**Written exercise**
Pull out every line from the data entries below that contains the string "wall". Case counts.

(Data entries)
"""

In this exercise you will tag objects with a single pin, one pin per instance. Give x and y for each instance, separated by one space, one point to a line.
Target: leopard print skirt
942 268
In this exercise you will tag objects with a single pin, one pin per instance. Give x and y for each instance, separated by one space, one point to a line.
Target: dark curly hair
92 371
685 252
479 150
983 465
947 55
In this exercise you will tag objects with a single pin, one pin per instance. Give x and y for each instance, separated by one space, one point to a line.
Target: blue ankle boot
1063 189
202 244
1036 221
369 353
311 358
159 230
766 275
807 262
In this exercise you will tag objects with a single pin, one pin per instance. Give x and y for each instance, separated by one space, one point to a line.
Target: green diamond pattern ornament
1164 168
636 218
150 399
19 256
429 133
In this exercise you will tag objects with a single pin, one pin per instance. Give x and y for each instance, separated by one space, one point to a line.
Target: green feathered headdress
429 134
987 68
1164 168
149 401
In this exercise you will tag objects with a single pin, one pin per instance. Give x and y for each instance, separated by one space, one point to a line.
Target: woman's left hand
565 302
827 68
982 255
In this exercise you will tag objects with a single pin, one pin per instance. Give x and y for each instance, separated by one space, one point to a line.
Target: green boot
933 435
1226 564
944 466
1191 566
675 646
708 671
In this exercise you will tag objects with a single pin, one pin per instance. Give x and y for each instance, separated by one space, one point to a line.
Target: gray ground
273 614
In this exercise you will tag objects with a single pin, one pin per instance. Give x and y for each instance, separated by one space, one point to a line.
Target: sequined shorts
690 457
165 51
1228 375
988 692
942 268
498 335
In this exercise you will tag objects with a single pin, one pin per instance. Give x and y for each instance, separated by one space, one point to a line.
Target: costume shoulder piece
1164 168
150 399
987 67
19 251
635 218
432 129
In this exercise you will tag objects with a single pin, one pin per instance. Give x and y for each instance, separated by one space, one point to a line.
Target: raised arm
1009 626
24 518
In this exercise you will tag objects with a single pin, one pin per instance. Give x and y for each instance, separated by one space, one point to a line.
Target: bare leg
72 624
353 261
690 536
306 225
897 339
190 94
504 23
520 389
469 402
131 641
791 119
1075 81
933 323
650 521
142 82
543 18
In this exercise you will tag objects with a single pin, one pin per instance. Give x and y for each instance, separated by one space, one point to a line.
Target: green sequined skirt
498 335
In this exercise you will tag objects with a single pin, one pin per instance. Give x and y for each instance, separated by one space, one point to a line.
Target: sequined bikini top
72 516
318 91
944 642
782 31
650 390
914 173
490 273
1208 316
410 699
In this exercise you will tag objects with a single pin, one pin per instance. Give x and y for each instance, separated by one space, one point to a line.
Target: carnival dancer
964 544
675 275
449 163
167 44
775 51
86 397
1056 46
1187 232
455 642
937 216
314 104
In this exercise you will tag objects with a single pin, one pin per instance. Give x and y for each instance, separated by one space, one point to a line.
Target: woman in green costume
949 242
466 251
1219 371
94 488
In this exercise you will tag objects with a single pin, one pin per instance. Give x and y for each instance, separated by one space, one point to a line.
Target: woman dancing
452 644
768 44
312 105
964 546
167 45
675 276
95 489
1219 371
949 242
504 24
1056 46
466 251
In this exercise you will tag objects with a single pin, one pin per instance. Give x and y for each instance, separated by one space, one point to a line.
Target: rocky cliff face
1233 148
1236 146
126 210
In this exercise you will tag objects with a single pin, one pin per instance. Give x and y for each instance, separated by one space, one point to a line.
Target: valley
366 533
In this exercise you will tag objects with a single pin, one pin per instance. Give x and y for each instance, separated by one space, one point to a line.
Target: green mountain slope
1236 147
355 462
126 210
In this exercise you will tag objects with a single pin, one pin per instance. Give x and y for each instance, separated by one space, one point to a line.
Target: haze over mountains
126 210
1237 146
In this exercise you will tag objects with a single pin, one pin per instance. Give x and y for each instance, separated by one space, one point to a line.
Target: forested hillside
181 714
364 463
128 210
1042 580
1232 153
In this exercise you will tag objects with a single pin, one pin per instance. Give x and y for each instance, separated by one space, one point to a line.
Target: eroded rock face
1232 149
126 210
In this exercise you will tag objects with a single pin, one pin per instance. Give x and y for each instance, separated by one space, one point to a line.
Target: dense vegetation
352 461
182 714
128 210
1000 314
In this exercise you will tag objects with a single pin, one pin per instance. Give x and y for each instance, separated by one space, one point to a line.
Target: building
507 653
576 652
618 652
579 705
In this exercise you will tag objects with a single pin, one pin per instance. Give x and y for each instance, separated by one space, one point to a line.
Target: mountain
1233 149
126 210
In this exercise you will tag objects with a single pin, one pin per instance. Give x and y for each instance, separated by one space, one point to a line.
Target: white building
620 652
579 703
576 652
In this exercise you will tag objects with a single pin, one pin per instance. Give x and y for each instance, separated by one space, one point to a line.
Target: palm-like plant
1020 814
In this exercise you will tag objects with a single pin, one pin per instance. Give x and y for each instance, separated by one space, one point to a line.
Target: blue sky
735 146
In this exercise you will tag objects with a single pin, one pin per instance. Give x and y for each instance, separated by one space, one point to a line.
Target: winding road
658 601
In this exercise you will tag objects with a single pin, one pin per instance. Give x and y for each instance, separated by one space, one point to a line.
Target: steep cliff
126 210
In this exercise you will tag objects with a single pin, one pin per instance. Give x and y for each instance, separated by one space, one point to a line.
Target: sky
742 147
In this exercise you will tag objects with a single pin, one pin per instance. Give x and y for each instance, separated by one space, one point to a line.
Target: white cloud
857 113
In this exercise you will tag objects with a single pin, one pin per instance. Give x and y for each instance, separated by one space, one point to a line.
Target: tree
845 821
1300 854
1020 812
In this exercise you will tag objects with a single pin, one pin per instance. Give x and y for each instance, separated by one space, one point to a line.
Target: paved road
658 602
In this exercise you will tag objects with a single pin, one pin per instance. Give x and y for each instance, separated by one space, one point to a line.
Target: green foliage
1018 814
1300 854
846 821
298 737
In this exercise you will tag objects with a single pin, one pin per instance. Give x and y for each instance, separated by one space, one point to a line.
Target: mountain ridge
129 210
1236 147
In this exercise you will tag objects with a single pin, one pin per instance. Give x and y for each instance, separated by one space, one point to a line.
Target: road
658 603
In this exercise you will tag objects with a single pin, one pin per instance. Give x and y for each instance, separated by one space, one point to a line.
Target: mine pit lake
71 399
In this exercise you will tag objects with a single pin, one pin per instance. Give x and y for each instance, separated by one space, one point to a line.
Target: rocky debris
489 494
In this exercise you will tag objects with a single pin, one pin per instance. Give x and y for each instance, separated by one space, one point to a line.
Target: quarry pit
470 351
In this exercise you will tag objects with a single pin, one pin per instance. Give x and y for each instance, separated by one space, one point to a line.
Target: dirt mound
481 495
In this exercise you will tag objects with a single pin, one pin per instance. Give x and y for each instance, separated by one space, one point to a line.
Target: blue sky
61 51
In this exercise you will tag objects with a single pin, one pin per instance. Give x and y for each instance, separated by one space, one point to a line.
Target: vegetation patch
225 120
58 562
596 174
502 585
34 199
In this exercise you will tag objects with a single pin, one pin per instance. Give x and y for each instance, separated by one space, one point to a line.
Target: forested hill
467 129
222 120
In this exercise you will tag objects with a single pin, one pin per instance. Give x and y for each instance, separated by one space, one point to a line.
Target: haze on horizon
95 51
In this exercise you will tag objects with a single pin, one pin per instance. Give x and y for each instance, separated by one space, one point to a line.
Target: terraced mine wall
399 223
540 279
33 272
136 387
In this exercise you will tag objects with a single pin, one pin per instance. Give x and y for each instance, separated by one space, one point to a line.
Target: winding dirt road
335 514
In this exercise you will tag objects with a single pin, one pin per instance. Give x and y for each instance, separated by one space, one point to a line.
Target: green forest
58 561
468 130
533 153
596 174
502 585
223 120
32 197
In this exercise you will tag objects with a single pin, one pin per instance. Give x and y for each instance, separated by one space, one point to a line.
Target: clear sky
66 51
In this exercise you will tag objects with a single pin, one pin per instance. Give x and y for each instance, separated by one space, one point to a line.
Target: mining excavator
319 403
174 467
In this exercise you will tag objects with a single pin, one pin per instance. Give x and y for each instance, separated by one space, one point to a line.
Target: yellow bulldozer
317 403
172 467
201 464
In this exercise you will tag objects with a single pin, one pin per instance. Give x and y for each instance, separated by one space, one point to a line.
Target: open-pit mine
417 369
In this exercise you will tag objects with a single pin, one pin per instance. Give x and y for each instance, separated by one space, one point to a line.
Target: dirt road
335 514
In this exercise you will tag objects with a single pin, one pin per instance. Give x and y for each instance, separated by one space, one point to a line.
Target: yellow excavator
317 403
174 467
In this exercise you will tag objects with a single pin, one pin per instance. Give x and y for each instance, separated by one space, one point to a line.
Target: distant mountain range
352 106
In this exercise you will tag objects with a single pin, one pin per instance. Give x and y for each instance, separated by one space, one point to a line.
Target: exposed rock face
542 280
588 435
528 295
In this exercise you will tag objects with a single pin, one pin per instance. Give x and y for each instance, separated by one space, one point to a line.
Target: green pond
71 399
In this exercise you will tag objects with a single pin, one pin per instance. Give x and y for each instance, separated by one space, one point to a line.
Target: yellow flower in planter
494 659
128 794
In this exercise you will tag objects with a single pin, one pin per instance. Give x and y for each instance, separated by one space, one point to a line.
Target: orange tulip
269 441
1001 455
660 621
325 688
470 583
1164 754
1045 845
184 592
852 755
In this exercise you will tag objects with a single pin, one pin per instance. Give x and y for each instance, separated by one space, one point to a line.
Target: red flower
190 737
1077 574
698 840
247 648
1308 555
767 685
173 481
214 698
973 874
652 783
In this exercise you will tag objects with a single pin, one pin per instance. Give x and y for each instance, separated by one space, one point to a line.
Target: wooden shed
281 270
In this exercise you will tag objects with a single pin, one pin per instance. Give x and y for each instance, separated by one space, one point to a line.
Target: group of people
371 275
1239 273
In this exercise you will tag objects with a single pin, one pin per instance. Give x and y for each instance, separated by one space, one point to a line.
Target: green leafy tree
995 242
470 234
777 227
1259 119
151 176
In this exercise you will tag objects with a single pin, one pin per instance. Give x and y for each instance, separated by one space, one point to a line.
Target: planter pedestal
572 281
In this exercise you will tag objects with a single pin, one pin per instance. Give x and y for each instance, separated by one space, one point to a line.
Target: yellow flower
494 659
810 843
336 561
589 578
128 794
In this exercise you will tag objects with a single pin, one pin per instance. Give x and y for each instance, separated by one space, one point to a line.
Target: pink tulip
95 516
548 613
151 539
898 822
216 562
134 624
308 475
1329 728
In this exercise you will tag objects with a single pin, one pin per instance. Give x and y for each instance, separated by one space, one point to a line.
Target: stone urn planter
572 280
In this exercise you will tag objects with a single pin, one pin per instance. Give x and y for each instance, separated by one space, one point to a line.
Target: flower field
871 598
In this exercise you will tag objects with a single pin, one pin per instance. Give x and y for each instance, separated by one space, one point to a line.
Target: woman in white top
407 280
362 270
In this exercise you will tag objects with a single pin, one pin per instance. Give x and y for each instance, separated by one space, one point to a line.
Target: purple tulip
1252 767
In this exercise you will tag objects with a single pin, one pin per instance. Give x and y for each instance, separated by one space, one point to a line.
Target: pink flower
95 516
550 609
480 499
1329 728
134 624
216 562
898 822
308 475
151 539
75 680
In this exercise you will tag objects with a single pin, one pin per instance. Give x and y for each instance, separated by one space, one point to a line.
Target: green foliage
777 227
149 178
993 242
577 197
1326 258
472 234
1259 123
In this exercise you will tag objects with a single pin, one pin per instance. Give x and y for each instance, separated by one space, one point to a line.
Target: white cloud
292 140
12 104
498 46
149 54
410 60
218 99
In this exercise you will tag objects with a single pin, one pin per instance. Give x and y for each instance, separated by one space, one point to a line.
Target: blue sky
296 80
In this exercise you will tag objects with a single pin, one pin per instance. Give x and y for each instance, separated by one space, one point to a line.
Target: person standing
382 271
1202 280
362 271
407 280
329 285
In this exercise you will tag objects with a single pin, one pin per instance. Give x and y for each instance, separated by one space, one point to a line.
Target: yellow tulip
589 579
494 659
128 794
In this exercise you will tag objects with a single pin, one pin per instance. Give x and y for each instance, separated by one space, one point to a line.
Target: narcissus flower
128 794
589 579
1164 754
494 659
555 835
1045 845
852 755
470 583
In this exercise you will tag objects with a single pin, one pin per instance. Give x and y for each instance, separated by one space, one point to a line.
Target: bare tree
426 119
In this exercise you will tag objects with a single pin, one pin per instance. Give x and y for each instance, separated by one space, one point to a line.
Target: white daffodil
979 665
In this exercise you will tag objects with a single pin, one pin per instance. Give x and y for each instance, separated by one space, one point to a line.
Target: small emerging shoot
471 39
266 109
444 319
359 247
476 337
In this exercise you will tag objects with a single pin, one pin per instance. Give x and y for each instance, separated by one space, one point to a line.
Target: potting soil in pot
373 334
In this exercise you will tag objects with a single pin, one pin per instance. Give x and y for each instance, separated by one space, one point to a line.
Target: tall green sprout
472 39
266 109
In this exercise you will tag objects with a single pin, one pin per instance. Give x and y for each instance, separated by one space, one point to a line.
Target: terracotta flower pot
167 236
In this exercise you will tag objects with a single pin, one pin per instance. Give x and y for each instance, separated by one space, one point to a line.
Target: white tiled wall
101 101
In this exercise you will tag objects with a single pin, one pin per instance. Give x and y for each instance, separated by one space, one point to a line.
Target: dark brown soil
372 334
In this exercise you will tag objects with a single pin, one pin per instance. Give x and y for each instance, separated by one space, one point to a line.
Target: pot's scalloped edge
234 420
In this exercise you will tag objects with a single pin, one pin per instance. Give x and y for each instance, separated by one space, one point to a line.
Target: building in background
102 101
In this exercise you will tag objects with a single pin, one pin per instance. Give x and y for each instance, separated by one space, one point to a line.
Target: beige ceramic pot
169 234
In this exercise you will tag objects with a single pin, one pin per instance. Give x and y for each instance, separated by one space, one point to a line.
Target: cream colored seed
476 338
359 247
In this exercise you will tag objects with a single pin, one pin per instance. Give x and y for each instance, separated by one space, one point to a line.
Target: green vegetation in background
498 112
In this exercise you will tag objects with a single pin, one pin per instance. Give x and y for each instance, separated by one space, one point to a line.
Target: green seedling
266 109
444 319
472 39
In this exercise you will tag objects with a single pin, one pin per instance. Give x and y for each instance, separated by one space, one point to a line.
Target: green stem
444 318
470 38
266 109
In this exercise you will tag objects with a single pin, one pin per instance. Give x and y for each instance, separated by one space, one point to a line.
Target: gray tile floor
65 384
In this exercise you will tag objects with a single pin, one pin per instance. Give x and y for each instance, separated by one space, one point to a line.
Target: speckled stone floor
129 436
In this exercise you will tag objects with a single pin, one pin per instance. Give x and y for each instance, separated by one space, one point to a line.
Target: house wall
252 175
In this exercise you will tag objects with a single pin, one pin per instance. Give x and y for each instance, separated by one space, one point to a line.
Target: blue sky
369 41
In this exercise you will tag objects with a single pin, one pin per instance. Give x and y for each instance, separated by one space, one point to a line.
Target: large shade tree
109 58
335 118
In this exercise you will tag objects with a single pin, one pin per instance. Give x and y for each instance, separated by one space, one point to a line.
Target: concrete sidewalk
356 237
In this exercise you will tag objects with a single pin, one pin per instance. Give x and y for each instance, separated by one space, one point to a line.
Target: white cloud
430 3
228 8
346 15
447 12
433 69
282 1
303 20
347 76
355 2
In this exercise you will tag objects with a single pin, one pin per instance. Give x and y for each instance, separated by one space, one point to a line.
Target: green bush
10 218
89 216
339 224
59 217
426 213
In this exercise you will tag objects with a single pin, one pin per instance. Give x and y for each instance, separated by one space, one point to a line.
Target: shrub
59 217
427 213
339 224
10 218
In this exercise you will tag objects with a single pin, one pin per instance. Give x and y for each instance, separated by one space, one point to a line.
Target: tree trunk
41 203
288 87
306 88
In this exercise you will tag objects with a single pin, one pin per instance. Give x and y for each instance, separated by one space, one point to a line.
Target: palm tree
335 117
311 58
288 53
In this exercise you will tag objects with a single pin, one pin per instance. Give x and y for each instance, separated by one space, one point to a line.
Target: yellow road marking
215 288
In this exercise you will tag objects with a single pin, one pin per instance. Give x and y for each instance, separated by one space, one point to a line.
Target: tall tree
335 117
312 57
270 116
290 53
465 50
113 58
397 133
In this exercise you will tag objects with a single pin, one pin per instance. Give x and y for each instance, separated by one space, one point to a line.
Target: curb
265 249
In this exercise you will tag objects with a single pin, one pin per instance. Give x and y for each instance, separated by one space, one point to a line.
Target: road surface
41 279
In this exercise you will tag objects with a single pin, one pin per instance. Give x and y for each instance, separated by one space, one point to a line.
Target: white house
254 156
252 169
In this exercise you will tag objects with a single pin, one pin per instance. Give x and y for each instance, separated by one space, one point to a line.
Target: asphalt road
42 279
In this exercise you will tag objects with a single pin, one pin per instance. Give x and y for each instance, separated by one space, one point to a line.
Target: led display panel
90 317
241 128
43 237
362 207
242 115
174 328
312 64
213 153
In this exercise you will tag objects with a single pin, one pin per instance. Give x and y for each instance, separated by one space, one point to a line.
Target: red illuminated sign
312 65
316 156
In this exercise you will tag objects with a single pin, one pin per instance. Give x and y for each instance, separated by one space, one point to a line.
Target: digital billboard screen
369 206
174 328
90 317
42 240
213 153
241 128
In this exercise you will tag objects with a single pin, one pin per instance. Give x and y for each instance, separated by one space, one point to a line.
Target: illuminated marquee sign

"""

**Full solution**
Target: terraced mine wall
Target: white tiled wall
Target: house wall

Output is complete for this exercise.